■ Given passage ■
━━━━━━
In early 2020 Shelter, Support and Housing Administration (SSHA), the Social Development and Finance Administration (SDFA) and Toronto Community Housing (TCHC) were working on a pilot project to fight homelessness using a Coordinated Access approach that would connect tenants with their own unit as well as wrap-around support services. In March 2020 when the COVID-19 pandemic hit, the partners and the City all agreed that it was time to ramp up the pilot and move as many people as possible into homes. The Furniture Bank quickly joined the team to assist with furnishing units and Toronto Employment and Social Services (TESS) dedicated staff to assist with income support for people accessing the program, and the Rapid Rehousing Initiative was born. 

In the first few weeks of the project, it was all hands on deck. With Ashley Edstrom Comrie, a social worker and dedicated public servant at the operations helm, SSHA, TCHC, TESS, and the Furniture Bank worked tirelessly; putting in up to 16 hours of work a day as they formed connections, planned policies, and scheduled all the things that needed to happen in order to get people moved into their new housing.
━━━━━━
■ Task item ■
Write out the Rapid Rehousing Initiative passage word for word, between "In early 2020" and "Initiative was born.", inclusive.

■ Data excerpt ■
━━━━━━
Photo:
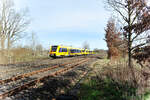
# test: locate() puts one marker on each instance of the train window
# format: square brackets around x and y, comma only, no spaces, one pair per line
━━━━━━
■ Answer to the problem ■
In early 2020 Shelter, Support and Housing Administration (SSHA), the Social Development and Finance Administration (SDFA) and Toronto Community Housing (TCHC) were working on a pilot project to fight homelessness using a Coordinated Access approach that would connect tenants with their own unit as well as wrap-around support services. In March 2020 when the COVID-19 pandemic hit, the partners and the City all agreed that it was time to ramp up the pilot and move as many people as possible into homes. The Furniture Bank quickly joined the team to assist with furnishing units and Toronto Employment and Social Services (TESS) dedicated staff to assist with income support for people accessing the program, and the Rapid Rehousing Initiative was born.